● **Task inputs**
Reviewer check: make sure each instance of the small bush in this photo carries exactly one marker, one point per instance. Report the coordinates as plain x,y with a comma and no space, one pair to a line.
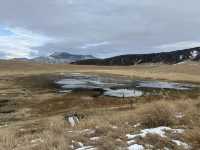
193,137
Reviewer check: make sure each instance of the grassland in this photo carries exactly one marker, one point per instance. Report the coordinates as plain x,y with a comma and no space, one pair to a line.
32,111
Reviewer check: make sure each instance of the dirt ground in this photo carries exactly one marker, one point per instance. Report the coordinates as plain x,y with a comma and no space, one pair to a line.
32,110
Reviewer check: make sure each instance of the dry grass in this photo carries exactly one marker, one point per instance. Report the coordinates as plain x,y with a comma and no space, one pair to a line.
109,118
192,136
157,114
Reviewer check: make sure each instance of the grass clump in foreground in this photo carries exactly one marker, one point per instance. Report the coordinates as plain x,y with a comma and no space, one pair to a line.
157,114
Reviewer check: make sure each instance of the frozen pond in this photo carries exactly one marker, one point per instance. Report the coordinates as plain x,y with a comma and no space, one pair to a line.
117,87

● **Task to complete**
Copy only the stretch running from the line containing "Reviewer check: make sure each instance of the dry" to the final line of the entries, both ends included, exactly as it stands.

● **Solution to this task**
Reviewer check: make sure each instance of the dry grass in this photo carries exactly one marker, one point per instance. Report the coordinates as plain x,y with a comma and no space, one pair to a line.
109,118
192,136
157,114
Reviewer check: make sure each instance of the grass clump in foreground in this photo carries exactly one marker, one point per instance. Report the coordinates as plain x,y with a comma and no space, one pair to a line.
157,114
Reviewer check: make sure each instance of the frozen pond in this photo carries exactly one marker, one point per instance. Report the coordinates as plain x,y with a comma and no space, one pair to a line.
117,87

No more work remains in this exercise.